DIRECTIONS FOR THIS TASK:
This exercise asks for the records to be retyped exactly as they read.

◆ ◆ ◆ ◆

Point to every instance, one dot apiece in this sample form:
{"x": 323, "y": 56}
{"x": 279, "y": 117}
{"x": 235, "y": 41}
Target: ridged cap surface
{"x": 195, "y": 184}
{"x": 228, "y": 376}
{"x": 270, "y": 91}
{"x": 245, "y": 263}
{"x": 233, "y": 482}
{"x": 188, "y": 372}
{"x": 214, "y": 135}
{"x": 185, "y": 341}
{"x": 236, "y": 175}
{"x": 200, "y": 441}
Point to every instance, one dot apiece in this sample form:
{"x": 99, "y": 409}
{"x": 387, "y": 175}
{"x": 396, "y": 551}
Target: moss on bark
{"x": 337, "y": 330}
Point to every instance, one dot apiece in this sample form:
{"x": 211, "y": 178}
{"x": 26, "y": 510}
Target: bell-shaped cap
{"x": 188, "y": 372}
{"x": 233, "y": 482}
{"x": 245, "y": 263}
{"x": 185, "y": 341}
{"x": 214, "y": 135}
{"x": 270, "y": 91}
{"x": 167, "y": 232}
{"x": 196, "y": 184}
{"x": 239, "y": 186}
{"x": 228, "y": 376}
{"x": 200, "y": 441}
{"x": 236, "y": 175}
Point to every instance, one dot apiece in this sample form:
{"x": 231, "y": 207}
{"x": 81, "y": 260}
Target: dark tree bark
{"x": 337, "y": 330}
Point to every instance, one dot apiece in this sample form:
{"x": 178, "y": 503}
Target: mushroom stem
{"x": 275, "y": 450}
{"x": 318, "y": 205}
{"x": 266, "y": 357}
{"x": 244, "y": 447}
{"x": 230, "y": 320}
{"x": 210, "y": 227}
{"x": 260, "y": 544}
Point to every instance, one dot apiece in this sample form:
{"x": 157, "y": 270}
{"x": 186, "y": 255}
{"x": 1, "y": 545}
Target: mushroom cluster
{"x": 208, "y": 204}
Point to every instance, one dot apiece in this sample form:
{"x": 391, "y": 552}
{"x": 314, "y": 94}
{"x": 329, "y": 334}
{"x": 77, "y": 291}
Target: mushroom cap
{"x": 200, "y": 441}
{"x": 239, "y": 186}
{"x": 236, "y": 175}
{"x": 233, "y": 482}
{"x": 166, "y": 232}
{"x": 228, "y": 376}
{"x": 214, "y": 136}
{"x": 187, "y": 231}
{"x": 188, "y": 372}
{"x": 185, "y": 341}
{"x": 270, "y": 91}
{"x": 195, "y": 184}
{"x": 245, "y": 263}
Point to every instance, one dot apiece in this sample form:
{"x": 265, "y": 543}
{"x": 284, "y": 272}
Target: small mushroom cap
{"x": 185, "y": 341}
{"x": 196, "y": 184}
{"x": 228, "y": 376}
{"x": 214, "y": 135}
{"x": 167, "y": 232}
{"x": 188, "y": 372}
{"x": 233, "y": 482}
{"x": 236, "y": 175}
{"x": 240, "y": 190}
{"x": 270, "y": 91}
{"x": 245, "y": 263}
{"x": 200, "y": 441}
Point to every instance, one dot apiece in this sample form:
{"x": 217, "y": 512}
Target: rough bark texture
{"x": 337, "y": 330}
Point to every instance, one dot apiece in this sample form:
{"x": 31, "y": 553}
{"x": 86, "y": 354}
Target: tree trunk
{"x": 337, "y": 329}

◆ ◆ ◆ ◆

ANSWER BELOW:
Point to every instance, one dot apiece in this sample form:
{"x": 323, "y": 56}
{"x": 279, "y": 117}
{"x": 235, "y": 41}
Target: ridged cap surface
{"x": 195, "y": 184}
{"x": 228, "y": 376}
{"x": 270, "y": 91}
{"x": 245, "y": 263}
{"x": 233, "y": 482}
{"x": 188, "y": 372}
{"x": 214, "y": 135}
{"x": 185, "y": 341}
{"x": 236, "y": 175}
{"x": 200, "y": 441}
Point to every instance, one dot apiece in this sample form:
{"x": 99, "y": 409}
{"x": 387, "y": 175}
{"x": 396, "y": 551}
Target: moss on bark
{"x": 337, "y": 330}
Point to every instance, one dot apiece in this sample form:
{"x": 211, "y": 178}
{"x": 26, "y": 510}
Target: bell-shaped cap
{"x": 188, "y": 372}
{"x": 233, "y": 482}
{"x": 245, "y": 263}
{"x": 185, "y": 341}
{"x": 214, "y": 135}
{"x": 270, "y": 91}
{"x": 167, "y": 232}
{"x": 196, "y": 184}
{"x": 239, "y": 186}
{"x": 228, "y": 376}
{"x": 200, "y": 441}
{"x": 236, "y": 175}
Point to every instance, one dot apiece in this sample form:
{"x": 231, "y": 207}
{"x": 81, "y": 260}
Target: dark tree bark
{"x": 337, "y": 330}
Point to every instance, one dot apiece in this sample form:
{"x": 178, "y": 503}
Target: mushroom stem
{"x": 275, "y": 450}
{"x": 318, "y": 205}
{"x": 266, "y": 357}
{"x": 244, "y": 447}
{"x": 230, "y": 320}
{"x": 210, "y": 227}
{"x": 260, "y": 544}
Point to every instance, one dot apiece in this sample form:
{"x": 157, "y": 270}
{"x": 186, "y": 255}
{"x": 1, "y": 545}
Target: mushroom cluster
{"x": 208, "y": 204}
Point to every instance, one dot apiece in this sample form:
{"x": 391, "y": 552}
{"x": 314, "y": 94}
{"x": 329, "y": 334}
{"x": 77, "y": 291}
Target: mushroom cap
{"x": 200, "y": 441}
{"x": 239, "y": 186}
{"x": 236, "y": 175}
{"x": 233, "y": 482}
{"x": 166, "y": 232}
{"x": 228, "y": 376}
{"x": 214, "y": 136}
{"x": 187, "y": 231}
{"x": 188, "y": 372}
{"x": 185, "y": 341}
{"x": 270, "y": 91}
{"x": 195, "y": 184}
{"x": 245, "y": 263}
Point to every instance, one dot apiece in this sample form:
{"x": 265, "y": 543}
{"x": 284, "y": 272}
Target: small mushroom cap
{"x": 185, "y": 341}
{"x": 196, "y": 184}
{"x": 228, "y": 376}
{"x": 214, "y": 135}
{"x": 167, "y": 232}
{"x": 188, "y": 372}
{"x": 233, "y": 482}
{"x": 236, "y": 175}
{"x": 240, "y": 190}
{"x": 270, "y": 91}
{"x": 245, "y": 263}
{"x": 200, "y": 441}
Point to every instance, one dot apiece in this sample form:
{"x": 217, "y": 512}
Target: rough bark texture
{"x": 337, "y": 330}
Point to every instance, one dot apiece in this sample form:
{"x": 31, "y": 553}
{"x": 86, "y": 354}
Target: tree trunk
{"x": 337, "y": 329}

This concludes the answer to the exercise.